● **REQUIRED TASK A**:
From the entries below, pull out every line that contains the string "crystal".

● **PASSAGE**:
Risk assessment - the machine builder's dilemma

Proper risk assessment in line with the regulations and standards is now more important than ever, particularly in today's litigious climate, says Richard Poate.

Machinery manufacturers and suppliers are confronted by a bewildering array of legal requirements ensuring the safety of users, but even the application of all relevant standards and regulations does not release the manufacturer from making a risk assessment covering all kinds of dangers and potential hazards.

As the risk assessment matrix becomes ever more complex, how does the manufacturer discharge its responsibilities for a particular machine.

The machine builder is obliged to ensure that equipment placed on the market complies with the essential Health and Safety Requirements of the Supply of Machinery (Safety) Regulations 1992 (as amended), the Provision and Use of Work Equipment Regulations (PUWER) 1998 (as amended) Health and Safety at Work Act 1974, and possibly also Electrical Equipment (Safety) Regulations and EMC Directive.

This responsibility will be at least partly discharged by ensuring that the equipment carries the CE mark, is accompanied by a Declaration of Conformity, and that a technical file is prepared and available to the enforcement authorities.

If the equipment is manufactured within the European Community (EC), the supplier must ensure that certain checks are performed before it is supplied.

The supplier should never assume that CE marking is a guarantee of safety.

For equipment manufactured outside the EC, the supplier takes on the full legal responsibility of the manufacturer.

For second-hand equipment, the supplier may or may not be liable under the Supply of Machinery (Safety) Regulation, depending on the age of the equipment, but will still be responsible for ensuring that it is in a safe state under the Health and Safety at Work Act.

Machinery covered only by a declaration of incorporation must be checked by the installer or assembler of the final product for compliance with all relevant health and safety requirements, and a declaration of conformity must be issued.

In addition, the machinery supplier assumes responsibilities, shared with employers, under PUWER (Provision and Use of Work Equipment Regulations) in relation to the provision of training, operating and maintenance materials and, if also the installer of the equipment, may need to must undertake to assess site-specific risks as well as inherent machine risks.

Although existing legislation deals with essentially "hardware" issues such as the risk of trapping, crushing, electric shock and so on, the proliferation of software-based safety systems has led to the publication of a new standard, IEC61508, adding the requirement to ensure functional safety to an already heavy burden of risk assessment and control.

CE marking and compliance with these statutory requirements should be seen as a minimum requirement, and the machinery manufacturer is obliged to consider an assessment of the hazards and risks associated with use of the equipment.

This can prove a very complex task, involving risk assessment to the guidelines published in EN1050:1997, Safety of Machinery - Principles for Risk Assessment.

One of the complications is that the most easily recognised hazards crushing, cutting, entanglement and so on are not the only ones which may apply in a particular situation.

Ergonomic risk, contact with hazardous substances such as mineral oils, treatment of spillages, first aid provisions etcetera must all be given due consideration.

● **REQUIRED TASK B**:
Supply the next part of the machinery risk assessment article above, picking up right after its final sentence.

● **Entries from a collection**:

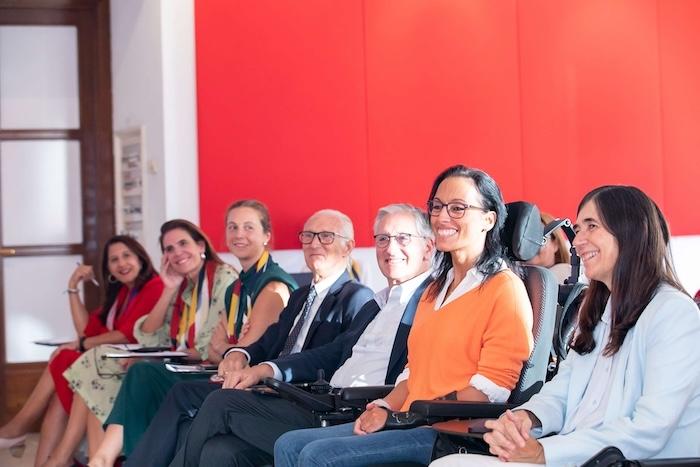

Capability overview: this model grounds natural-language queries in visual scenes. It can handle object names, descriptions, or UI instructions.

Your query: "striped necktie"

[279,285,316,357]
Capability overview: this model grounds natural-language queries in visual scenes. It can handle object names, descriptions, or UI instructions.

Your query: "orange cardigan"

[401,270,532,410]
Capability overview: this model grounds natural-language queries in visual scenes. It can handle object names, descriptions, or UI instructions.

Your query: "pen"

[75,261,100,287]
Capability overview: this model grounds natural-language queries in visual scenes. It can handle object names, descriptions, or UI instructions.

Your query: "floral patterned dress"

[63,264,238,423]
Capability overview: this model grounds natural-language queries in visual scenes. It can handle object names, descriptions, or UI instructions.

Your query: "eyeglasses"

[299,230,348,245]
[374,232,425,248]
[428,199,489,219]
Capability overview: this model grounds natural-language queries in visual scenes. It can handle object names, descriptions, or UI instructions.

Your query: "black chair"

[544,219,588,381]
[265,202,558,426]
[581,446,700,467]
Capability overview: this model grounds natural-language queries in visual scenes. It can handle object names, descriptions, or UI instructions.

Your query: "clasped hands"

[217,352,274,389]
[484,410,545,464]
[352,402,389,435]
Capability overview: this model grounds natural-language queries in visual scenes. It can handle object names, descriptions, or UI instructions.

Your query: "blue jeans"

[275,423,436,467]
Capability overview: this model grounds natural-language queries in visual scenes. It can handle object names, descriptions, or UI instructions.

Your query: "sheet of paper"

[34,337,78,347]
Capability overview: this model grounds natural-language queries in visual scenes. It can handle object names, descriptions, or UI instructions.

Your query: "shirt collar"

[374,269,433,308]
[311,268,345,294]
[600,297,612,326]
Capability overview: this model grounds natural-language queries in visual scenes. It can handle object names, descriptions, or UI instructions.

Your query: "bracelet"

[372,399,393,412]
...
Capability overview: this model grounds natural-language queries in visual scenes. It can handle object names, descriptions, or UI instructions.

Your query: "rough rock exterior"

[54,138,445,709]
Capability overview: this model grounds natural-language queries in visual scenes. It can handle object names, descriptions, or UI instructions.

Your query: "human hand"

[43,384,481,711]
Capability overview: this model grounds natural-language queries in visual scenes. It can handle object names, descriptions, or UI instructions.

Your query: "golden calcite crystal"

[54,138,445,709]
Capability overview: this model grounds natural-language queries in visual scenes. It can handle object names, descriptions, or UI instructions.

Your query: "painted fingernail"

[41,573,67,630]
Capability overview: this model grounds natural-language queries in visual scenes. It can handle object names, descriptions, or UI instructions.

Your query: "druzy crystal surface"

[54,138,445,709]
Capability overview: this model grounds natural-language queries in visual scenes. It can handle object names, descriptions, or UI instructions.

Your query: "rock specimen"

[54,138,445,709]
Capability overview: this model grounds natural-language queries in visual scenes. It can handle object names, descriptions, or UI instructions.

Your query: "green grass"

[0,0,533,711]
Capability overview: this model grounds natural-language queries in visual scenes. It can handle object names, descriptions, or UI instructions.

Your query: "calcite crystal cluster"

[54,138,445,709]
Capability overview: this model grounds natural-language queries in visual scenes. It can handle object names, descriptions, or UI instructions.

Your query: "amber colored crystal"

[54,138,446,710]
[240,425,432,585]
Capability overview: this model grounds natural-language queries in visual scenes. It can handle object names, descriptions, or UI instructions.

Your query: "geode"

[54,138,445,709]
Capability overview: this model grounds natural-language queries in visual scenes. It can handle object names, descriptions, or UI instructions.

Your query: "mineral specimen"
---
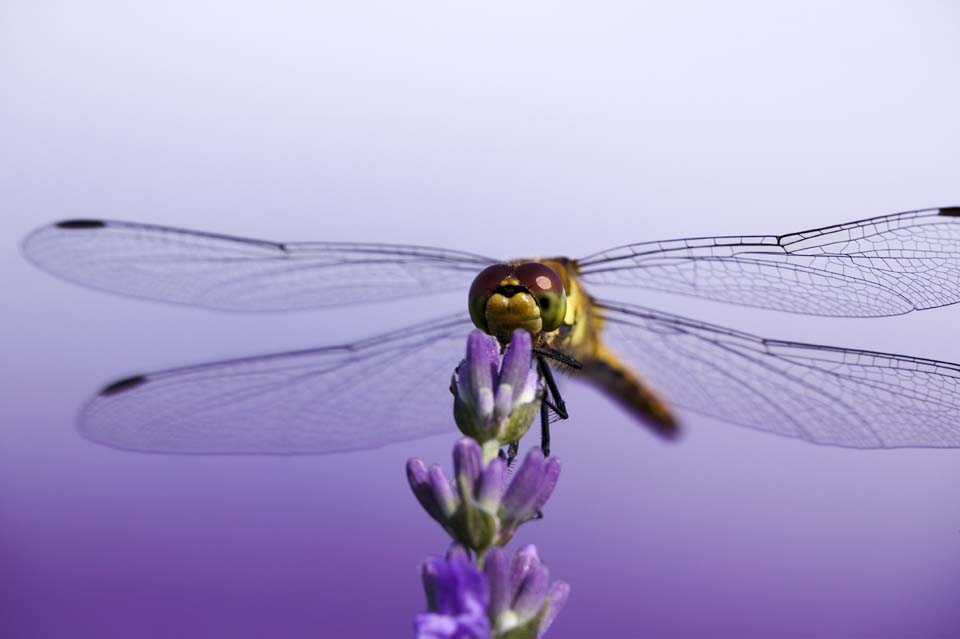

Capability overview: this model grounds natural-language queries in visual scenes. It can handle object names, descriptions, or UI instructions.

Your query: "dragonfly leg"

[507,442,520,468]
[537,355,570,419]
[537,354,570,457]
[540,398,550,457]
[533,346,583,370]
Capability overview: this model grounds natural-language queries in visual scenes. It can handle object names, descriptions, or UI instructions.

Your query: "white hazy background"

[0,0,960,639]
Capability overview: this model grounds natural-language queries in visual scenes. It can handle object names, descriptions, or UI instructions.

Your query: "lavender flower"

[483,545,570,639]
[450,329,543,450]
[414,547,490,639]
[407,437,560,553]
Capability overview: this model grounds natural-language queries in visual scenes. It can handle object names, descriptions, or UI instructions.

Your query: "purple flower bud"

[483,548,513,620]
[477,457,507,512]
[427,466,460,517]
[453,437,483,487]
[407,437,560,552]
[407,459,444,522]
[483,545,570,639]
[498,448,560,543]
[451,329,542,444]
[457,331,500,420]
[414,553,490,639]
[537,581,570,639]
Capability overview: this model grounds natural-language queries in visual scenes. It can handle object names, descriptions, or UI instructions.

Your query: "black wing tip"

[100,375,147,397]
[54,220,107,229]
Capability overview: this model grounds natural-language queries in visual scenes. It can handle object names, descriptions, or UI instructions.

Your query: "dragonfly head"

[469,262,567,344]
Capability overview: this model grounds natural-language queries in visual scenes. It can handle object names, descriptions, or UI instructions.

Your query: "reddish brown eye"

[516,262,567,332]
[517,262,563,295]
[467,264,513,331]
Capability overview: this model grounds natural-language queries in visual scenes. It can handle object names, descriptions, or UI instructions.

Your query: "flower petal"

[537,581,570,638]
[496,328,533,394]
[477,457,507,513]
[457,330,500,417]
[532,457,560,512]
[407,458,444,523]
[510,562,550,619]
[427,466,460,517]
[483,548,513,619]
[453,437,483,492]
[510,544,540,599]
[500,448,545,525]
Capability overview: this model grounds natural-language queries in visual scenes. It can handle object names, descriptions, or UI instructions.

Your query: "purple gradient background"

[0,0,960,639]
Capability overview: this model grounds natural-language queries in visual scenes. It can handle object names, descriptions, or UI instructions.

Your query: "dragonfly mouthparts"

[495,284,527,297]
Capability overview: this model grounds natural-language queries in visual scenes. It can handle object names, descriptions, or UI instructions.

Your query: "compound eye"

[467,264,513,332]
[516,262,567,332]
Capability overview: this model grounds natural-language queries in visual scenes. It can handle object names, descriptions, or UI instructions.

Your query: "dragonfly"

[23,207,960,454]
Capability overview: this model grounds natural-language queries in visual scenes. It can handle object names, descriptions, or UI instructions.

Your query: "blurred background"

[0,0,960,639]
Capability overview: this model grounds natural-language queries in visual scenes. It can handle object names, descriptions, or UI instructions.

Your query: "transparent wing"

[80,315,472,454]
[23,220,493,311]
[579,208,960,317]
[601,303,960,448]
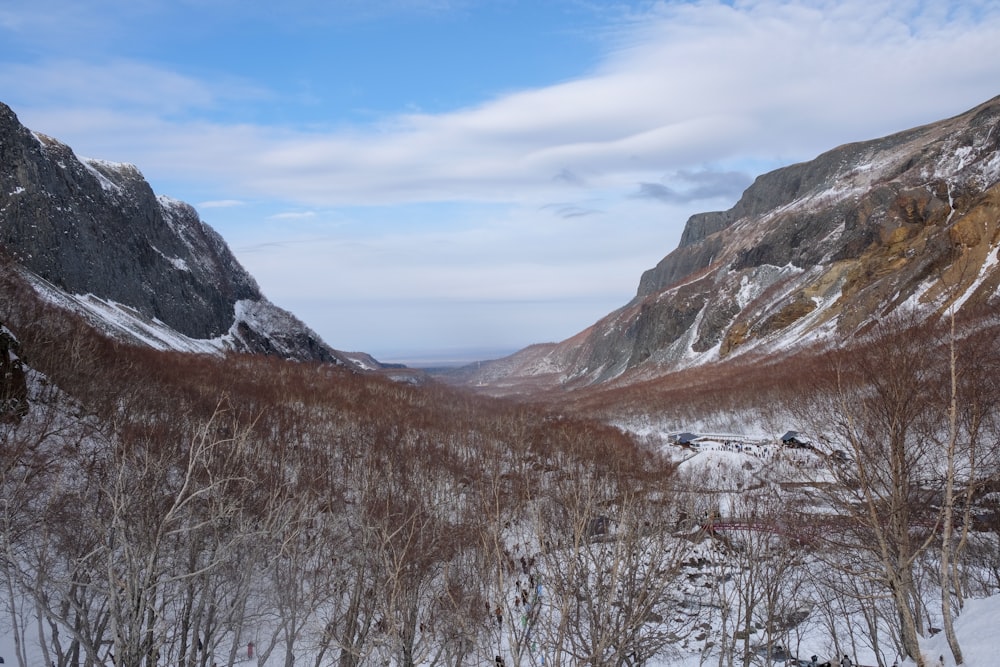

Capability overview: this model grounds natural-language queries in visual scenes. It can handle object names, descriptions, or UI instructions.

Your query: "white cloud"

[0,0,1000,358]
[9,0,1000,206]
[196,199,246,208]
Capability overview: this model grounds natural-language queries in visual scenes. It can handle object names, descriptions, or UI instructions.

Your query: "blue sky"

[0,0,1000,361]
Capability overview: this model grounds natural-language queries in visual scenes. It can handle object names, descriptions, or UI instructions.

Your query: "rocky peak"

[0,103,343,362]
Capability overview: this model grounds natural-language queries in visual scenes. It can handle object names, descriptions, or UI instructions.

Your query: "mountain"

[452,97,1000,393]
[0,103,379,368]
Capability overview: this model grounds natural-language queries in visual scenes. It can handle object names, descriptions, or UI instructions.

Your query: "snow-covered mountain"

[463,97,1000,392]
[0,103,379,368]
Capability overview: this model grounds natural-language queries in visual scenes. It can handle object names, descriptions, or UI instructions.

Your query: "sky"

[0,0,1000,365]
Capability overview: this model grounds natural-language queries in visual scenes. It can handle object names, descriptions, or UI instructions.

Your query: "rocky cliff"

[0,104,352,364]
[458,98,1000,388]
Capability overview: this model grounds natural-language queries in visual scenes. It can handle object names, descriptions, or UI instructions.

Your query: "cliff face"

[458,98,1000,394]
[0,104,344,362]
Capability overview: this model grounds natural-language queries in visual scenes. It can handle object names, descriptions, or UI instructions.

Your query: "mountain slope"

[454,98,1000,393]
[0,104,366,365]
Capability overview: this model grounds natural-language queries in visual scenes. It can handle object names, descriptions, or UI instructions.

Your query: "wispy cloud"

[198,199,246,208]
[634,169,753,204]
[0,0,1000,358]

● **WRITTEN ANSWER A**:
Your query: "golden calcite crystal"
Your query: "druzy crystal surface"
Your query: "calcite crystal cluster"
Your query: "amber colored crystal"

● **WRITTEN ANSWER B**:
If the supplier is assembling components into a production line, it is required to ensure that the interaction of the machines creates no hazard.

This will demand evaluation against the requirements of the Health and Safety at Work etc Act 1974, the numerous subsidiary regulations, and probably Electrical Equipment (Safety) Regulations and EMC regulations.

There is no simple, "checklist" method for applying the principles laid out in EN1050 to the analysis of risk for a specific machine in a specific working environment, and there is no substitute for experience in recognising the dangers and devising appropriate remedies.

Risk, in relationship to any specific hazard, is a function of the severity of possible harm and the probability of the occurrence of that harm.

Severity is quantified by taking into account the number of persons, property and environment which might be affected, and the nature of possible injuries or damage to health, for example ranging from a scratch to multiple fatalities.

Probability of occurrence of harm is much more complex, taking into account the need for access to the danger zone, the number of persons requiring access, and the frequency and duration of access.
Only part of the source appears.